Stored records:
================

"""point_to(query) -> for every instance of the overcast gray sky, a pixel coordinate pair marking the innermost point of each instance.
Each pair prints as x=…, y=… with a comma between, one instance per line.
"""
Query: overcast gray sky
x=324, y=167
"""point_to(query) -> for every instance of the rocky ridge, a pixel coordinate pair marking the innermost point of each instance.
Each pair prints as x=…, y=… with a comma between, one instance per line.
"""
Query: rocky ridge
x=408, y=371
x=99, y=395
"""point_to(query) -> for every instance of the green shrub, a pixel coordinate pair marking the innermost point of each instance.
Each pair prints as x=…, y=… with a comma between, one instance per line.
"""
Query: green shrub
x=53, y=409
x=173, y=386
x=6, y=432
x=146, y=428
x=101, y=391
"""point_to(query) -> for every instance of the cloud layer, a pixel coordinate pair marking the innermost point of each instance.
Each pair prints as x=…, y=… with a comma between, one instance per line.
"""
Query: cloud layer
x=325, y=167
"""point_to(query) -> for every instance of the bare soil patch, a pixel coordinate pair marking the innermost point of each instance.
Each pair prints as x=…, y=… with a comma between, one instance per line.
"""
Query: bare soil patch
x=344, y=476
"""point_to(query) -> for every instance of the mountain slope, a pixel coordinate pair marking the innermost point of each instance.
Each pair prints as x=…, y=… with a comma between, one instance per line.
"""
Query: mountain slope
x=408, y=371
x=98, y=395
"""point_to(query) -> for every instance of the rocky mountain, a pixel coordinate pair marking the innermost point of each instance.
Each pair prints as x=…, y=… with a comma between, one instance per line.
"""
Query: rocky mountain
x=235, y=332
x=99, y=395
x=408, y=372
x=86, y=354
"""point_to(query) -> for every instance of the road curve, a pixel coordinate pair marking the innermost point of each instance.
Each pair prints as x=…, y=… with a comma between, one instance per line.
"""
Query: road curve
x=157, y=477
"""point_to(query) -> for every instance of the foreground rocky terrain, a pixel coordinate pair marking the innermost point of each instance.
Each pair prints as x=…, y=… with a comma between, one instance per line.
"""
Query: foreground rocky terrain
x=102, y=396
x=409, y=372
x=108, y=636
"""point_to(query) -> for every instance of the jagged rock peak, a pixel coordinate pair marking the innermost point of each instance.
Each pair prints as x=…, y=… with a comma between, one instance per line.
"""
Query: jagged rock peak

================

**Problem description:** Rewrite the lines from the one containing "of the road" to the one containing "x=157, y=477", putting "bend in the road" wherever "road curve" appears and leaving everything else unchanged.

**In response:**
"""point_to(query) -> for every instance of the bend in the road, a pixel coordinate pair marking the innermost point of each instance.
Each pair prints as x=…, y=… with a comma between, one instance per line.
"""
Query: bend in the road
x=157, y=477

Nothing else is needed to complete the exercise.